LIST OF TASKS ::
1 - From the tachycardia management text, reproduce word for word the part that begins at the words "Tachycardia is defined" and stops after the words "cardioversion is indicated.".
2 - In the tachycardia management text, which treatment is indicated when tachycardia causes hemodynamic instability?
Segment Start: QUOTED PASSAGE
Management of Tachycardia in the OR

Tachycardia is defined as a heart rate greater than 100bpm. Tachycardia in the OR is not uncommon, and generally associated with severe hypovolemia, an inflammatory response or an inadequate anesthetic for surgical stimulus. The differential diagnosis for tachycardia in the OR is similar to that of bradycardia, including the 8H’s and 8T’s. Evolution of tachycardia to a more severe rhythm is rare in the absence of cardiac co-morbidities. Evaluation of the EKG rhythm is important to classify the tachycardia into separate categories: narrow vs. wide QRS and regular vs. irregular. Hemodynamic instability can occur with tachycardia (typically HR >150bpm) for which cardioversion is indicated.

Algorithm for Tachycardia in the OR1


  • Give O2 if hypoxemic
  • Monitor EKG, BP, oximeter, capnometry
  • Differential
    • Light anesthesia
    • Hypovolemia/Anemia
    • Vasodilatation
    • Hypercarbia
    • Hyperthermia
    • Hypoxia
    • Auto-PEEP
  • Perform Echo if possible
  • Unstable? (Altered mental status, chest pain, signs of shock, hypotension; usually HR >150)
    • Yes
      • Perform immediate synchronized Cardioversion (Proscribed for clear sinus tachycardia)
      • Verify IV access or obtain IV access
      • Consider cardiology consult
    • No
      • Verify IV access
      • Obtain 12 lead EKG/rhythm strip
      • Measure QRS complex
      • Regular vs. Irregular rhythm

Narrow QRS, Regular Rhythm 1,2

  • Consider vagal maneuver (listen to carotid first)
Segment End: QUOTED PASSAGE
Segment Start: PROVIDED DATA
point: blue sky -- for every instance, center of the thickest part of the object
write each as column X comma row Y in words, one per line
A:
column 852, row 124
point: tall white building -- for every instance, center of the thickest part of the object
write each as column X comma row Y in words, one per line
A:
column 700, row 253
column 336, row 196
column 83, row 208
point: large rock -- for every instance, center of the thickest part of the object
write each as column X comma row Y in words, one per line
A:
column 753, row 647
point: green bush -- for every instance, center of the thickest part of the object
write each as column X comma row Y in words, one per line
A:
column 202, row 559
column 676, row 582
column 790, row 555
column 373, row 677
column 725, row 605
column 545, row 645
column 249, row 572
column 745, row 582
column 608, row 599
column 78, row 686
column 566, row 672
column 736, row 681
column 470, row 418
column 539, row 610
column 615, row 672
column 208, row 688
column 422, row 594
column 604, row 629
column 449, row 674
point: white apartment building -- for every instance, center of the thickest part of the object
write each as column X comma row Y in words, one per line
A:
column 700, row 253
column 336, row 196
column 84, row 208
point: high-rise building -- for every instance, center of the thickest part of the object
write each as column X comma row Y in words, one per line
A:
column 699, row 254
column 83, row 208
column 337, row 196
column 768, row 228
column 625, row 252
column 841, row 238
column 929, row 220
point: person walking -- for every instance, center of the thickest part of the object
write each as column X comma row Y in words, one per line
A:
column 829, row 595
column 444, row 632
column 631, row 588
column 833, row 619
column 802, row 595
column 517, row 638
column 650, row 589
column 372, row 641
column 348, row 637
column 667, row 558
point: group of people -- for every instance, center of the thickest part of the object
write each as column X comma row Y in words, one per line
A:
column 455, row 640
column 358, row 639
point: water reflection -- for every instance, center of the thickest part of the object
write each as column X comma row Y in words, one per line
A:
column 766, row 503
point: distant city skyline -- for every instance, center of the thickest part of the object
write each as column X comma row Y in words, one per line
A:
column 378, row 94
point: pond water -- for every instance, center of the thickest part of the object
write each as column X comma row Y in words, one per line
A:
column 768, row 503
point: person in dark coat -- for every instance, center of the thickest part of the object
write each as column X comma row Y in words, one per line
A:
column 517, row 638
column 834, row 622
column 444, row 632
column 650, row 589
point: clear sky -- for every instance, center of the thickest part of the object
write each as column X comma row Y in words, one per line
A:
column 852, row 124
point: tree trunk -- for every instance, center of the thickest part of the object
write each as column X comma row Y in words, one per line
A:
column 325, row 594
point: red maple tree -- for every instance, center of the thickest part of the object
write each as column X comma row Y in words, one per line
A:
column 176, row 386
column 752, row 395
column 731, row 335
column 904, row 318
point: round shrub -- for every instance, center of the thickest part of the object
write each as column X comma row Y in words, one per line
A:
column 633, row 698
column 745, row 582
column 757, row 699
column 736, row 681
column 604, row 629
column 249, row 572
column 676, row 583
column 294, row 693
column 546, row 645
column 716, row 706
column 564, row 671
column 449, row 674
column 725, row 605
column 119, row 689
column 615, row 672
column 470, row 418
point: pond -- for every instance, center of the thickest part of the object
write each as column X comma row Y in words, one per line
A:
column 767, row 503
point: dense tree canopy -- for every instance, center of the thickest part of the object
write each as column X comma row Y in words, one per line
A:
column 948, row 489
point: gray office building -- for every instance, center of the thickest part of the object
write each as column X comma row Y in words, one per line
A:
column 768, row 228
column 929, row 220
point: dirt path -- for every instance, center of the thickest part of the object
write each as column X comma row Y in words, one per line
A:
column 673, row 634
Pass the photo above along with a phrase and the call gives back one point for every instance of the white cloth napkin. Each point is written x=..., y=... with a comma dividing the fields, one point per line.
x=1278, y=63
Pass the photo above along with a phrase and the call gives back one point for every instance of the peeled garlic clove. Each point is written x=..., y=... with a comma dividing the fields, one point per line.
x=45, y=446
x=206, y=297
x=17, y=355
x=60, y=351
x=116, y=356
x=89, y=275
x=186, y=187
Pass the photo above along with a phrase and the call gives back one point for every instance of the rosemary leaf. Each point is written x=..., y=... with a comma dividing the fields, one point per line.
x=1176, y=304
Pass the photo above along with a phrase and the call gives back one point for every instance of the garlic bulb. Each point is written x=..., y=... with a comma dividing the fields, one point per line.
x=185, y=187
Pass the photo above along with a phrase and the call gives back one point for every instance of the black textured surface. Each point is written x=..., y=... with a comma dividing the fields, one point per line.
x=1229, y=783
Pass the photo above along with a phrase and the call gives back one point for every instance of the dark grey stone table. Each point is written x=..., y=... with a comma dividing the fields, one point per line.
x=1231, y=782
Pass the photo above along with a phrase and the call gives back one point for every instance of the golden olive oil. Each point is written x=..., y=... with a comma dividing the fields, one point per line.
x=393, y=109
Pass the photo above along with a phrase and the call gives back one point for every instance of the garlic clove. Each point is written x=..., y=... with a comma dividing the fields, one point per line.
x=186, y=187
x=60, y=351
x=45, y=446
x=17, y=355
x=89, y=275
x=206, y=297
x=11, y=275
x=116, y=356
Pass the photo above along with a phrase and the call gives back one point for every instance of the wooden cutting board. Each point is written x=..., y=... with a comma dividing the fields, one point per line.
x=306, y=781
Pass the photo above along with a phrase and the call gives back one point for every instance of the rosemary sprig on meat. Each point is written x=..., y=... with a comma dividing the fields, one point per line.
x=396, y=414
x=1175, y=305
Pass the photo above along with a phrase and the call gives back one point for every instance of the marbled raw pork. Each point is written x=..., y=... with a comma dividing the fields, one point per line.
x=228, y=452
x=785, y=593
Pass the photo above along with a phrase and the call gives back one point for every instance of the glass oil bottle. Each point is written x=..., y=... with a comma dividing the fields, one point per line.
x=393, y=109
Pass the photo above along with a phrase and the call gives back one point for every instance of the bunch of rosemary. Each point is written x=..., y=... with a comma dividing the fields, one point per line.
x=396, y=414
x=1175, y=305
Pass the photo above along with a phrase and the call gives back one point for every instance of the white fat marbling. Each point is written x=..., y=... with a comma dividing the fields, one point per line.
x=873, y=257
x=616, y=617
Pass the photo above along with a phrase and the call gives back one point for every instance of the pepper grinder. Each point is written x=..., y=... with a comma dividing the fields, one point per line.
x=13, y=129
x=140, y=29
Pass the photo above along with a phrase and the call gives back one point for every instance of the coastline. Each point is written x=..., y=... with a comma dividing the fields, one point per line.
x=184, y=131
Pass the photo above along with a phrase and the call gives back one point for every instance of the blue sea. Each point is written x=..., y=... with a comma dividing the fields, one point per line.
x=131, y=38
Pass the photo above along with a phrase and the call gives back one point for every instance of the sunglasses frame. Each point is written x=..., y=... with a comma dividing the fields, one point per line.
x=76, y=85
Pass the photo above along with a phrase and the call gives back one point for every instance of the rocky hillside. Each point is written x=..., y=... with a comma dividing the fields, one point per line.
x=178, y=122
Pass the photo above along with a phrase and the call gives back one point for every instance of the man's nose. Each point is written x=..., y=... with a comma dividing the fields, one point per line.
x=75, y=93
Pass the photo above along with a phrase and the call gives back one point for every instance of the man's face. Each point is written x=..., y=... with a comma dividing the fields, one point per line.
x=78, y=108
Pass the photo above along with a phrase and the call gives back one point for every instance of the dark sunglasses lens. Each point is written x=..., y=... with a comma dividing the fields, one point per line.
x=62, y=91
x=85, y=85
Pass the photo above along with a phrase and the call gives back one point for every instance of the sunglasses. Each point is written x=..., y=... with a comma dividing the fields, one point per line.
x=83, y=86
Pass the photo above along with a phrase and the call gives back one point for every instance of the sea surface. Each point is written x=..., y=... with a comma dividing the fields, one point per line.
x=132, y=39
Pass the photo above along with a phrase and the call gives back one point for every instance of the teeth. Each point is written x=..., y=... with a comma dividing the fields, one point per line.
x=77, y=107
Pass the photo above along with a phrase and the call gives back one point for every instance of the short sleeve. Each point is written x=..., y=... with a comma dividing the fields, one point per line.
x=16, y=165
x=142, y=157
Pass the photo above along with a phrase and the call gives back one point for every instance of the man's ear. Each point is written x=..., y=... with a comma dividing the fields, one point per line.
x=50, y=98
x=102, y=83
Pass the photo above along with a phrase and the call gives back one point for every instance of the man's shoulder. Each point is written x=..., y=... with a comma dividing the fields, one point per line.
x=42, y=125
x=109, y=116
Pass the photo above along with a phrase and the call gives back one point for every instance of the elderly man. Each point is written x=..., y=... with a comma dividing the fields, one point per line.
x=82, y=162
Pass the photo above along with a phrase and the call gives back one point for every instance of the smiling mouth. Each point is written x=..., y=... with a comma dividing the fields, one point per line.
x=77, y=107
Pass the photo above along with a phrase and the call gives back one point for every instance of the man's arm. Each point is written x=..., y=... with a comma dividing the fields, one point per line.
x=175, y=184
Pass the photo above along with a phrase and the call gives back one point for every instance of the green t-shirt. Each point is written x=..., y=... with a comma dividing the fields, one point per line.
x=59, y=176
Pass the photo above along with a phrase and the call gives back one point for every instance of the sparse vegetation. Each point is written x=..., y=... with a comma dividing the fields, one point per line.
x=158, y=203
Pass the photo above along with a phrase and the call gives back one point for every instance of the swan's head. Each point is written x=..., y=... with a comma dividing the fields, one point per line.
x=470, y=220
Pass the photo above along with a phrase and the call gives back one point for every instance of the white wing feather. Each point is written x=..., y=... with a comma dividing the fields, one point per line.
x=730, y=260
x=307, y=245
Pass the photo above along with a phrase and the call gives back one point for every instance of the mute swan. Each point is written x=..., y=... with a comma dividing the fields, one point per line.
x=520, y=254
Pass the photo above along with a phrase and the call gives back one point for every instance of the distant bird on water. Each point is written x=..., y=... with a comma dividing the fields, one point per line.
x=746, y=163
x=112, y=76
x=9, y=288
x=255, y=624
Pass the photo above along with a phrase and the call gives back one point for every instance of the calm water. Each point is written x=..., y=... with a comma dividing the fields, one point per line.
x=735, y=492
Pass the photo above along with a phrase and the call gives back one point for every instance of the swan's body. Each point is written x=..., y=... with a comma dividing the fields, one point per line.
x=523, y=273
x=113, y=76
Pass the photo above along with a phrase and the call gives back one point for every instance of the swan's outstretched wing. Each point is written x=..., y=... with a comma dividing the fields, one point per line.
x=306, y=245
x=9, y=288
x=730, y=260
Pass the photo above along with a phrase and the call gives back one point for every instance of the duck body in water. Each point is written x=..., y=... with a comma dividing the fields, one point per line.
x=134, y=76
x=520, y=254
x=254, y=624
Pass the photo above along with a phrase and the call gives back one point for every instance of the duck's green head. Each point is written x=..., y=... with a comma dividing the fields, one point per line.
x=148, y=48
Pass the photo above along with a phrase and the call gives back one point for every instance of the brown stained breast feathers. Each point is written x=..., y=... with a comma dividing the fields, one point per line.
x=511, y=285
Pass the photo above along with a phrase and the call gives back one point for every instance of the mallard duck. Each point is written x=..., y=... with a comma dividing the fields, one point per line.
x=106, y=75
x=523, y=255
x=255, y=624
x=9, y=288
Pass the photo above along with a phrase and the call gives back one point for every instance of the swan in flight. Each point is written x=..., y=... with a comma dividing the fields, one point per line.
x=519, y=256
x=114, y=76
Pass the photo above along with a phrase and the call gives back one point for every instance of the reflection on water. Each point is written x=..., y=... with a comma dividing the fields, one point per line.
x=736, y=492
Segment End: PROVIDED DATA
ANSWERS PER TASK ::
1 -
Tachycardia is defined as a heart rate greater than 100bpm. Tachycardia in the OR is not uncommon, and generally associated with severe hypovolemia, an inflammatory response or an inadequate anesthetic for surgical stimulus. The differential diagnosis for tachycardia in the OR is similar to that of bradycardia, including the 8H’s and 8T’s. Evolution of tachycardia to a more severe rhythm is rare in the absence of cardiac co-morbidities. Evaluation of the EKG rhythm is important to classify the tachycardia into separate categories: narrow vs. wide QRS and regular vs. irregular. Hemodynamic instability can occur with tachycardia (typically HR >150bpm) for which cardioversion is indicated.

2 - Cardioversion.